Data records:
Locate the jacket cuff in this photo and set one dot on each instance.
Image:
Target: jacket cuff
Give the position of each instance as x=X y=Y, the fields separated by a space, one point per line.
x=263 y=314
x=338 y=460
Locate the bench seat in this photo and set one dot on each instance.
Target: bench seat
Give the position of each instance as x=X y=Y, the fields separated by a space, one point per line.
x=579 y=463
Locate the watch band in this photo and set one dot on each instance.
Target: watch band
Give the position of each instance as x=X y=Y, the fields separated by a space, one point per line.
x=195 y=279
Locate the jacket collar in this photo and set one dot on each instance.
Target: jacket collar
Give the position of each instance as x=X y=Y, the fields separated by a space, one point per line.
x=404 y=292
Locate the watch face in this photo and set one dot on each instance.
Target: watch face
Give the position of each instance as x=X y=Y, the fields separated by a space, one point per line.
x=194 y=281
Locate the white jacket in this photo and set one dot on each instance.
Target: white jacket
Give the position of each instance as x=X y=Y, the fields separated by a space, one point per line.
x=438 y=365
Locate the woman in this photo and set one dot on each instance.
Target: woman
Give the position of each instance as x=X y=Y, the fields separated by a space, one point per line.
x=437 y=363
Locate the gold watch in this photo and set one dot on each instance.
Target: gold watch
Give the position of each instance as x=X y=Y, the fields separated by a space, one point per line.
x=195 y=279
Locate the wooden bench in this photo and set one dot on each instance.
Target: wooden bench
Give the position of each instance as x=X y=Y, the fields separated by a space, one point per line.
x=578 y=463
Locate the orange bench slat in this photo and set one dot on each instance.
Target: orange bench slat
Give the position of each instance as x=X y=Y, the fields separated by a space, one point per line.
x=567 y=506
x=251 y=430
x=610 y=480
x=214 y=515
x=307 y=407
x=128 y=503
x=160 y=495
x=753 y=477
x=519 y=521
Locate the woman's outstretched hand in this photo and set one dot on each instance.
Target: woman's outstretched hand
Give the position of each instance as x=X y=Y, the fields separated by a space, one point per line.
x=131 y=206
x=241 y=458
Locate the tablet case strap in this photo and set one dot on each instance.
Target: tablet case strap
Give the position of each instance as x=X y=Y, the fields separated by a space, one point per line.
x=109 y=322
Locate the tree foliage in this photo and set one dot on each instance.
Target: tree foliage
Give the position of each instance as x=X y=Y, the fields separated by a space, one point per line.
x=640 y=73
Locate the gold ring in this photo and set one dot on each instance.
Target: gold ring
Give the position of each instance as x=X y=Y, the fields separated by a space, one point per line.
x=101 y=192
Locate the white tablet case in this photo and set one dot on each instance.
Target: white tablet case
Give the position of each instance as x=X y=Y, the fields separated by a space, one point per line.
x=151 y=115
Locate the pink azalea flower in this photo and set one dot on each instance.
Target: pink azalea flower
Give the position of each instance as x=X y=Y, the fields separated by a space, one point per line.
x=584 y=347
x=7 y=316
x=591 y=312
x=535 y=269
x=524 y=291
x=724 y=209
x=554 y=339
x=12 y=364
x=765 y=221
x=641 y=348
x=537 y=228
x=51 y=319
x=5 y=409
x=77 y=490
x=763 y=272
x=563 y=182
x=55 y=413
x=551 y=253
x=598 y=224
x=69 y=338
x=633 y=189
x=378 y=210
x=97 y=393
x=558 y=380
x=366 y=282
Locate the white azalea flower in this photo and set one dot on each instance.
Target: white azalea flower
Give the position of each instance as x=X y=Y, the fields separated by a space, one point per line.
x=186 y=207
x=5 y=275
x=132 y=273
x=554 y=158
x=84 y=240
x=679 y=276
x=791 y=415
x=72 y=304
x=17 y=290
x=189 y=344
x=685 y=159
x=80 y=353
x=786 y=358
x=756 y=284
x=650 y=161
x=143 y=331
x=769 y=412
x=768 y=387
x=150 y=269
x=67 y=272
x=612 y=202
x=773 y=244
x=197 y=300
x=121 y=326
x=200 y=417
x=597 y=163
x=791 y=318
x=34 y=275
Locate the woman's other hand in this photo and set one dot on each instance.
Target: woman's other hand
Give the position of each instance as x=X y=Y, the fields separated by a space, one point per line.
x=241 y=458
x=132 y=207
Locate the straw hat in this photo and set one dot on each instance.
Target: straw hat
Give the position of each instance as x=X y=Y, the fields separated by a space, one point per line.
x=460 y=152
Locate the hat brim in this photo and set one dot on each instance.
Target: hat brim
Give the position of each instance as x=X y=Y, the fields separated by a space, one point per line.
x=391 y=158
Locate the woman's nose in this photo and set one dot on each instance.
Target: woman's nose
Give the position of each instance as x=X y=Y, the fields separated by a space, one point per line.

Task statement:
Can you rewrite all of the entries above with "set one dot" swapped for "place one marker" and everything else left as it is?

Answer to the exercise:
Locate the jacket cuff in this photo and place one marker on each instance.
Image:
Target: jacket cuff
Give the position of each instance as x=X y=Y, the fields separated by a space, one point per line.
x=263 y=314
x=338 y=460
Locate the bench seat in this photo and place one marker on each instance.
Target: bench seat
Give the position of each instance as x=X y=Y, the fields separated by a space, one point per line.
x=579 y=463
Locate the watch band in this photo and place one marker on each instance.
Target: watch band
Give the position of each instance as x=X y=Y, the fields separated by a space, one point per line.
x=195 y=279
Locate the jacket collar in this photo and place one marker on each instance.
Target: jacket collar
Give the position of each instance as x=X y=Y, the fields separated by a space, one point per line.
x=404 y=292
Locate the watch face in this photo and place one marker on each instance.
Target: watch face
Give the position of each instance as x=X y=Y, the fields separated by a space, one point per line.
x=194 y=281
Locate the white jacket in this photo and place one marker on each instance.
Target: white jacket
Give the position of each instance as x=X y=Y, the fields separated by a space, one point per line.
x=438 y=365
Locate the woman in this photo and place one marker on each instance.
Target: woman
Give the position of each instance as x=X y=Y, the fields separated by a space, one point per line.
x=437 y=363
Locate the gold watch in this photo and place one marker on each instance.
Target: gold watch
Give the position of each instance as x=X y=Y, the fields separated by a space, one point per line.
x=195 y=279
Locate the wooden bench in this photo and place one marker on each instance.
Target: wooden bench
Give the position of each instance as x=X y=Y, the fields separated by a space, one point per line.
x=578 y=463
Locate the orange bench slat in this photo and place one marker on each instance.
Target: orange bench slat
Give the position of each instance as x=X y=Y, the fields separated by a space, one point per line.
x=567 y=506
x=251 y=430
x=610 y=480
x=214 y=515
x=307 y=407
x=128 y=503
x=160 y=495
x=753 y=477
x=519 y=521
Locate the woman's outstretched hand in this photo and place one marker on each instance.
Target: woman's outstretched hand
Give the position of each instance as x=X y=Y, the fields separated by a space, one point per line.
x=131 y=206
x=241 y=458
Locate the tablet case strap in this photo and place one marker on each instance.
Target: tablet case strap
Give the position of each instance as x=X y=Y, the fields separated by a space, one point per line.
x=109 y=322
Locate the tree foliage in this photo and place one marker on each instance.
Target: tree foliage
Give the position of each instance as x=X y=Y, the fields separated by a space, one point per line.
x=640 y=73
Locate the gold ring in this photo and place one marker on each instance.
Target: gold ring
Give the position of each instance as x=X y=Y, the fields separated by a space, one point per line.
x=101 y=192
Locate the white tablet case in this photo and place one marker on each instance.
Target: white tablet case
Give the position of each instance as x=X y=Y, the fields separated by a space, one point per line.
x=151 y=115
Locate the pink azalea flower in this photo and place one marker on each instance.
Target: pink azalea flower
Give the position of each instance as x=X y=Y, the fields separated by a space, one point per line.
x=584 y=347
x=7 y=316
x=591 y=312
x=535 y=269
x=524 y=291
x=724 y=209
x=554 y=339
x=12 y=364
x=765 y=221
x=641 y=348
x=537 y=228
x=51 y=319
x=5 y=409
x=77 y=490
x=763 y=272
x=563 y=182
x=55 y=413
x=551 y=253
x=598 y=224
x=69 y=338
x=633 y=189
x=378 y=210
x=97 y=393
x=558 y=380
x=366 y=282
Locate the white azalea flower in this photo and place one marker on each instance.
Target: white azalea flower
Give the position of each instance as x=X y=Y, the fields separated by a space, one point per line.
x=186 y=207
x=5 y=275
x=132 y=273
x=554 y=158
x=84 y=240
x=679 y=276
x=791 y=415
x=72 y=304
x=17 y=290
x=189 y=344
x=685 y=159
x=80 y=353
x=786 y=358
x=756 y=284
x=650 y=161
x=143 y=331
x=769 y=412
x=768 y=387
x=150 y=269
x=67 y=272
x=612 y=202
x=773 y=244
x=197 y=300
x=121 y=326
x=200 y=417
x=597 y=163
x=791 y=318
x=34 y=275
Locate the woman's other hand in this photo and place one marker on each instance.
Target: woman's other hand
Give the position of each instance as x=X y=Y, the fields separated by a space, one point per line.
x=241 y=458
x=132 y=207
Locate the straw hat in this photo and place one marker on each instance.
Target: straw hat
Give the position of each instance as x=X y=Y, the fields separated by a space, one point per line.
x=460 y=152
Locate the hat brim in this photo and place one marker on each instance.
Target: hat brim
Give the position of each instance as x=X y=Y, the fields separated by a space, one point per line.
x=391 y=158
Locate the woman's nose in this photo and place one marker on each instance.
Target: woman's nose
Give the position of each instance as x=X y=Y, the fields separated by a space, one point per line.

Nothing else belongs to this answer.